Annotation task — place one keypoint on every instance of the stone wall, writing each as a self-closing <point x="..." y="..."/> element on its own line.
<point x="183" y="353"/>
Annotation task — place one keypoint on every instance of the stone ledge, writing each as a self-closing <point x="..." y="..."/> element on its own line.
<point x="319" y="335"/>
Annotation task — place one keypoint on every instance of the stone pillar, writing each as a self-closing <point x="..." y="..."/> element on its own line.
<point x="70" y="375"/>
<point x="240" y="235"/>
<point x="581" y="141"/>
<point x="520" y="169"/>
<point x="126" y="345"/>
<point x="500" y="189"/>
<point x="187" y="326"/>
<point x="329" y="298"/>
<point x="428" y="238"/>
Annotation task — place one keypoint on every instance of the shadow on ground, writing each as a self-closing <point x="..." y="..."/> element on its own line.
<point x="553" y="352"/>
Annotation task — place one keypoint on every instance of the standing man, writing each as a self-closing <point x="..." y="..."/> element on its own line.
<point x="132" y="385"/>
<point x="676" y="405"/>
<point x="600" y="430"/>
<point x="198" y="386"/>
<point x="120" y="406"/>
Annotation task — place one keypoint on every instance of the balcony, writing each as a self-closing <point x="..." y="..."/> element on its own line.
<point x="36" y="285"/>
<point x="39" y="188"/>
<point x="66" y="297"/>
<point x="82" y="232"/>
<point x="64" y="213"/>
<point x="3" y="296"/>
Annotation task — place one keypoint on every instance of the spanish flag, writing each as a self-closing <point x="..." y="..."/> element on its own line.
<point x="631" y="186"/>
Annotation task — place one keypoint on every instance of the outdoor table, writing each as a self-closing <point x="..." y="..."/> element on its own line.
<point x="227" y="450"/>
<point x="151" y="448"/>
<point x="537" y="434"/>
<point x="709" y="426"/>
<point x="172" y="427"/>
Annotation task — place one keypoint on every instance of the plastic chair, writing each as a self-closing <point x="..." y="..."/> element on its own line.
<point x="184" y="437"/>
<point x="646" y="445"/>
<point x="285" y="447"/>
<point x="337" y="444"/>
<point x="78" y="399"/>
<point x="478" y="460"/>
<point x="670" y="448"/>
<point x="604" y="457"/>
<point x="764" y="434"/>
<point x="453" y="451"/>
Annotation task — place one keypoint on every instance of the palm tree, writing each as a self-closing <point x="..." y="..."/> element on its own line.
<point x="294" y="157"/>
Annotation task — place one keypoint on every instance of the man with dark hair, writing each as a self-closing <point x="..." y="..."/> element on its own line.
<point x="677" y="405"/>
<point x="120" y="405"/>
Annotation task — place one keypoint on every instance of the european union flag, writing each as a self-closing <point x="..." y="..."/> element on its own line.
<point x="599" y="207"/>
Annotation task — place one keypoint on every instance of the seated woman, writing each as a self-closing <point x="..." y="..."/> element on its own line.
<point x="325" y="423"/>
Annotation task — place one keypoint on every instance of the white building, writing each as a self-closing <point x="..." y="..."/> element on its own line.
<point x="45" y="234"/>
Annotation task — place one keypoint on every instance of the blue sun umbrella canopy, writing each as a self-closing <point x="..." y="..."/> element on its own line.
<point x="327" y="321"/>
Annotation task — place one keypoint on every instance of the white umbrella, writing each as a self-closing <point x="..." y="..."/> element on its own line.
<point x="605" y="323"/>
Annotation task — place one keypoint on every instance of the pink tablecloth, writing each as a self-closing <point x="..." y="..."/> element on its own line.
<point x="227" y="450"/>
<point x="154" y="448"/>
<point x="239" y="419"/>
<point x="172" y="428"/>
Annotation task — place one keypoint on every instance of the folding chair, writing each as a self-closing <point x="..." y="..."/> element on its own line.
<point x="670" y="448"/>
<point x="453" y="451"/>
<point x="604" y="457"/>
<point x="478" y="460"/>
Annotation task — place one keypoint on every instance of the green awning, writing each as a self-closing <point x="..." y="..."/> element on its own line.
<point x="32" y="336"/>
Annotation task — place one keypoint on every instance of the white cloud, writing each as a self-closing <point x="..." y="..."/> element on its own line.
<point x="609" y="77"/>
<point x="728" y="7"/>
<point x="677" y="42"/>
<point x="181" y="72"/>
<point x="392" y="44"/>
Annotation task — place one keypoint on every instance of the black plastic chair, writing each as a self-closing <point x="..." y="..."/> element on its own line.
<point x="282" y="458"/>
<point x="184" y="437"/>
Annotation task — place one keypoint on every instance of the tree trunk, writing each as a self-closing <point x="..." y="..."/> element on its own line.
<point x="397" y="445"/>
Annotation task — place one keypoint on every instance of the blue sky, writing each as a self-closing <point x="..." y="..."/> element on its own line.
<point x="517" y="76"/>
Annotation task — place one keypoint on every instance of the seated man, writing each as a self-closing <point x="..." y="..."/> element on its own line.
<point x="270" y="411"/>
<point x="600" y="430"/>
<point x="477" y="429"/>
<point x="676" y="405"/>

# 作業指示
上のリストを全行書き直し、「standing man」を「standing person」に置き換える。それ以外は一字も変えないこと。

# 作業結果
Annotation task — place one keypoint on every instance of the stone wall, writing each as a self-closing <point x="..." y="..."/> element on its own line.
<point x="183" y="353"/>
Annotation task — place one keypoint on every instance of the stone ledge, writing each as a self-closing <point x="..." y="..."/> element on its own line.
<point x="319" y="335"/>
Annotation task — place one keypoint on every instance of the stone pillar, writing each as a self-closing <point x="..." y="..."/> element on its own line.
<point x="70" y="375"/>
<point x="240" y="235"/>
<point x="581" y="141"/>
<point x="520" y="169"/>
<point x="126" y="345"/>
<point x="500" y="189"/>
<point x="187" y="326"/>
<point x="329" y="298"/>
<point x="428" y="238"/>
Annotation task — place one keypoint on every instance of the shadow on ground, writing each as a self-closing <point x="..." y="..."/> element on its own line.
<point x="553" y="352"/>
Annotation task — place one keypoint on every instance of the standing person, writing each as a self-closing <point x="..." y="..."/> element on its own line.
<point x="132" y="385"/>
<point x="676" y="405"/>
<point x="600" y="430"/>
<point x="198" y="386"/>
<point x="120" y="406"/>
Annotation task — place one keypoint on every instance of the balcony, writing each as a self-closing <point x="..." y="..."/> element on its own line.
<point x="36" y="285"/>
<point x="39" y="188"/>
<point x="66" y="297"/>
<point x="82" y="232"/>
<point x="64" y="213"/>
<point x="3" y="296"/>
Annotation task — place one keypoint on every instance of the spanish flag, writing each as a self-closing <point x="..." y="..."/> element on its own line.
<point x="631" y="186"/>
Annotation task — place one keypoint on every instance of the outdoor table, writing each as a self-closing <point x="..." y="..."/> element on its own line.
<point x="227" y="450"/>
<point x="151" y="448"/>
<point x="537" y="434"/>
<point x="709" y="426"/>
<point x="172" y="427"/>
Annotation task — place one keypoint on every instance of the plastic chair, writing each as a self-closing <point x="..." y="..."/> element on its own line.
<point x="184" y="437"/>
<point x="646" y="445"/>
<point x="285" y="447"/>
<point x="337" y="444"/>
<point x="78" y="399"/>
<point x="478" y="460"/>
<point x="670" y="448"/>
<point x="604" y="457"/>
<point x="764" y="434"/>
<point x="453" y="451"/>
Annotation task — place one keypoint on every instance of the palm tree, writing each as a self-closing <point x="..." y="..."/> element on its own line.
<point x="294" y="157"/>
Annotation task — place one keypoint on every instance of the man with dark hair, writing each as a self-closing <point x="..." y="..."/> element on its own line.
<point x="677" y="405"/>
<point x="120" y="405"/>
Annotation task — place one keypoint on every instance of the european union flag, writing each as a self-closing <point x="..." y="..."/> element on its own line.
<point x="599" y="207"/>
Annotation task — place one keypoint on every instance of the seated woman, writing each as a self-closing <point x="..." y="..."/> element on its own line.
<point x="325" y="423"/>
Annotation task — place one keypoint on every instance of the white building, writing each as a self-closing <point x="..." y="..."/> element on its own line.
<point x="45" y="234"/>
Annotation task — place one keypoint on every instance of the blue sun umbrella canopy, writing each as a self-closing <point x="..." y="..."/> element on its own line.
<point x="327" y="321"/>
Annotation task — place one keypoint on every instance of the white umbrella, writing each as a self-closing <point x="..." y="..."/> element on its own line.
<point x="605" y="323"/>
Annotation task — place one keypoint on every instance of the pink tablecloth, writing each as a self-closing <point x="..." y="..."/> element on its own line.
<point x="227" y="450"/>
<point x="154" y="448"/>
<point x="239" y="419"/>
<point x="172" y="428"/>
Annotation task — place one keypoint on every instance of the folding chair, writing each as a self-closing <point x="..." y="..."/> element on its own line.
<point x="670" y="448"/>
<point x="453" y="451"/>
<point x="604" y="457"/>
<point x="478" y="460"/>
Annotation task — place one keypoint on every instance of the green awning, writing each as a self-closing <point x="..." y="..."/> element on its own line.
<point x="32" y="336"/>
Annotation task — place one keypoint on every instance of the white cloud, writing each as a self-closing <point x="..." y="..."/> element on its own line.
<point x="609" y="77"/>
<point x="728" y="7"/>
<point x="677" y="42"/>
<point x="181" y="72"/>
<point x="392" y="44"/>
Annotation task — place one keypoint on every instance of the black plastic chair, writing each as a self-closing <point x="..." y="..."/> element on its own line.
<point x="282" y="458"/>
<point x="184" y="437"/>
Annotation task — place one keypoint on every instance of the tree trunk, writing each as a self-closing <point x="..." y="..."/> element on its own line.
<point x="397" y="445"/>
Annotation task — place one keypoint on every instance of the blue sky, writing each as a self-closing <point x="..." y="..."/> element on its own line.
<point x="517" y="76"/>
Annotation task — place one keypoint on every instance of the seated man, writing each as a self-closing <point x="..." y="..."/> element on its own line.
<point x="270" y="411"/>
<point x="600" y="430"/>
<point x="477" y="429"/>
<point x="676" y="405"/>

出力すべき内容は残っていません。